* **PETUNJUK SOAL**
Tentukan apakah tiap pernyataan berikut sesuai dengan teks bacaan, lalu jawab ya atau tidak disertai kutipan kata-kata teks yang menjadi penentunya.
1. Narator kembali ke dunianya yang sebenarnya di tengah hujan deras.
2. Teks menganjurkan agar doa pengharapan diceritakan kepada banyak orang.
3. Menurut teks, luka baru akan muncul di tempat yang sama dengan luka lama.

* **TEKS BACAAN**

---

Aku sudah kembali pada duniaku
yang sebenarnya, meski dibawah air hujan yang deras. Aku bersyukur karena
ternyata Tuhan begitu masih mencintaiku, meskipun sempat aku tersesat jauh. Seperti
mimpi, indah yang kulihat hanya sesaat menghampiri. Dan nyatanyaa memang sudah
seperti demikian, karena Tuhan sudah tuliskan bahwa segala sesuatu akan ada
masanya, entah itu sakit atau sehat, bahagia atau terluka, dan tersenyum
ataupun menangis. Aku kembali kesini lagi, kulihat aku sudah semakin menua-kan
pikiranku, bukan hiperbola tetapi sudah sepatutnya aku memang dewasa. Memikirkan
apa yang menjadi sedih ayah dan ibuku. Menanggung apa yang sudah kewajibanku. Dan
menyimpan apa yang tak perlu orang tau.
Kutipan kehidupan bukan dari
orang lain, mengacakan diri juga bukan pada yang lain. Sebaris doa pengharapan
bukan untuk diumbar-umbarkan, ‘cukup jelaskan pada Tuhan, seberapa sakit
hatimu, seberapa deras air matamu, dan seberapa kuat jiwa itu dapat melewatinya
dengan senyuman. Jangan ceritakan pada yang lain bagaimana air mata bukan lagi
hanya menetes, tapi sudah tumpah. Bagaimana mulut senyum sementara menahan
getar. Karena sebagian perebut oksigen itu hanya ingin tau untuk menjaga
hidungnya agar tak berhenti bernapas’. Luka lamamu memang akan sembuh,
tetapi luka baru yang akan muncul bukan lagi di tempat yang sama. Air mata akan
datang melihat pasangan suami istri yang membesarkan tubuh yang belum bisa
mengadokan senyum untuknya, akan menua dengan kulit keriput dan menelan
pahitnya kesepian. Sementara tubuh tanpa kado senyuman itu tertawa
terbahak-bahak ditengah gemerlap hasil keringatnya.

---

* **Cuplikan dari dataset deteksi**

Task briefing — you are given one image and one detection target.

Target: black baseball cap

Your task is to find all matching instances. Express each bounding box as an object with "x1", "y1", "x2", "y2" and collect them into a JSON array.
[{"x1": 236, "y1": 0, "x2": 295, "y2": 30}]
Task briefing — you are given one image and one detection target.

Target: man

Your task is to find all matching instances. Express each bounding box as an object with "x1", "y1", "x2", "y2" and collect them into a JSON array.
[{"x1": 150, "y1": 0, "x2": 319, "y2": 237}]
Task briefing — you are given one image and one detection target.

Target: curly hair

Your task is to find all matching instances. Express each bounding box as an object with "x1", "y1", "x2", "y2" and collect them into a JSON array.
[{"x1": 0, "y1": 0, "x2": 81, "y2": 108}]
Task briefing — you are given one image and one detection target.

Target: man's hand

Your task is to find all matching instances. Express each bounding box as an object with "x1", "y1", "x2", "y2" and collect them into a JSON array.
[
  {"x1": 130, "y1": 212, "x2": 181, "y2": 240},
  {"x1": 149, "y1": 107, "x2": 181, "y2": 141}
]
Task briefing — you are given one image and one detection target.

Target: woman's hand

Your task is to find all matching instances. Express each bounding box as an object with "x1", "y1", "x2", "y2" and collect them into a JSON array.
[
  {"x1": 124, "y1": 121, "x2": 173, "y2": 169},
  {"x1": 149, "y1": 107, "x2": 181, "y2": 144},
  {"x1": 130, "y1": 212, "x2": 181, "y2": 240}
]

---

* **LATIHAN SELESAI**
1. Ya: "Aku sudah kembali pada duniaku yang sebenarnya, meski dibawah air hujan yang deras"
2. Tidak: "Sebaris doa pengharapan bukan untuk diumbar-umbarkan"
3. Tidak: "luka baru yang akan muncul bukan lagi di tempat yang sama"